§ TEXT SECTION:
◆ ◆ ◆ ◆ ◆

# The Offical FA NintendoDS Friend Code Thread



## Emerson (Nov 28, 2006)

It's offical 'cause I say so!

Post your Friend Codes for whatever DS games you have on wi-fi. I'll keep this first post updated as new codes get posted, so we'll have plenty of anthro-pals to frag, race, or steal fruit from.

*EMERSON*
_MARIO KART DS_
Name: Fox
Code: 498278 105961
_ANIMAL CROSSING_
Name: Fox
Town: Spira
Code: 2620 5969 0433
_METROID PRIME HUNTERS_
Name: Fox
Code: 5326 4349 6768
_STARFOX COMMAND_
Name: Fox
Code: 095 026 070 262
_FINAL FANTASY III_
Name: Fox
Code: 266372149257

*Crabby the Frog*
_STARFOX COMMAND_
Name: Crabby. (There IS a "." after the "y")
Code: 521 195 050 154

*KattyWampus*
_Mario Kart_
Code: 262070 542901
_Tetris DS_
Code: 861992 292632
_Animal Crossing_
Name: Wampus
Town: Possum
Code: 1546 8792 0122


----------



## crabby_the_frog (Nov 30, 2006)

Awesomeness!

I only really play Starfox online, and rarely at most. But, should time work out better:

Name: Crabby.     (yes, there IS a "." after the "y")
Code: 521 195 050 154


----------



## Emerson (Dec 1, 2006)

crabby_the_frog said:
			
		

> Awesomeness!
> 
> I only really play Starfox online, and rarely at most. But, should time work out better:
> 
> ...



Ah-ha! Life!

Starfox is the one game I play least, actually. I wasn't crazy about the online matchmaking options. :>


----------



## crabby_the_frog (Dec 3, 2006)

Yeah, I expected better. But I haven't yet bought at USb internet adapter for my DS, so my play-time is limited to library visits.

And I don't own any other online games, but Ill probably get more when I get my adapter up.


----------



## Emerson (Dec 4, 2006)

◆ ◆ ◆ ◆ ◆

§ SHORT EXERCISE 1: Extract the part of the friend code thread that starts at the words "Yeah, I expected" and ends after the words "(Dec 4, 2006)".
§ SHORT EXERCISE 2: In the friend code thread, what town name does KattyWampus give for Animal Crossing?
The items that come next have nothing to do with the friend code thread.

§ RECORD EXCERPTS:
◆ ◆ ◆ ◆ ◆

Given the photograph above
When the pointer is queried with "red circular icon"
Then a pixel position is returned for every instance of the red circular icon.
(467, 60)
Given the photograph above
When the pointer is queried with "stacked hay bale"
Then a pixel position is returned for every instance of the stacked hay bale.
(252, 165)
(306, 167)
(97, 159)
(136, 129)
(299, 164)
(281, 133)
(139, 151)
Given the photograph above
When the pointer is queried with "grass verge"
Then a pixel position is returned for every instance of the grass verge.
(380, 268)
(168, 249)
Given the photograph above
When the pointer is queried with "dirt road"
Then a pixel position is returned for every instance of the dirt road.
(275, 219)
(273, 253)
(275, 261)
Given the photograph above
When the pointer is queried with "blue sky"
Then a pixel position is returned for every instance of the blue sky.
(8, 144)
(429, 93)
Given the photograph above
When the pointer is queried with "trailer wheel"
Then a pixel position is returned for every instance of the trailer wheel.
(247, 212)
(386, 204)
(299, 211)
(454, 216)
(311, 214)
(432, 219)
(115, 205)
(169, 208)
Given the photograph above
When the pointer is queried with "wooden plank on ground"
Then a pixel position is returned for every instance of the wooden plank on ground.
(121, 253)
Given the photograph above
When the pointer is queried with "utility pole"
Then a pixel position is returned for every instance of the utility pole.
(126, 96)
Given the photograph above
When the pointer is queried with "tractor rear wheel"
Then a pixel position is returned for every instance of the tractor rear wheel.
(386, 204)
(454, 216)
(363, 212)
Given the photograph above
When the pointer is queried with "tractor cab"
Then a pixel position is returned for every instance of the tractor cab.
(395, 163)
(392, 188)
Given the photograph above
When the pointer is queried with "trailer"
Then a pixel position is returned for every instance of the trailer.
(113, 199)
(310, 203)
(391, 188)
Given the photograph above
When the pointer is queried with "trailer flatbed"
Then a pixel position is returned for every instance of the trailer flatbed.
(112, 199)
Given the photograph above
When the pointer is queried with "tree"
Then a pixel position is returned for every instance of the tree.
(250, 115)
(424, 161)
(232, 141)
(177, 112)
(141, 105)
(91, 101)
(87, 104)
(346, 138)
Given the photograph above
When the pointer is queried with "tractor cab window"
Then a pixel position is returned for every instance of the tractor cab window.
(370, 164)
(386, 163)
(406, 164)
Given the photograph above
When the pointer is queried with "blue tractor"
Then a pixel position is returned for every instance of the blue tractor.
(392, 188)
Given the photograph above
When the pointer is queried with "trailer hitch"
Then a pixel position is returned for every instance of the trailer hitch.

◆ ◆ ◆ ◆ ◆

§ EXPECTED OUTPUT 1:
Yeah, I expected better. But I haven't yet bought at USb internet adapter for my DS, so my play-time is limited to library visits.

And I don't own any other online games, but Ill probably get more when I get my adapter up.


----------



## Emerson (Dec 4, 2006)

§ EXPECTED OUTPUT 2: Possum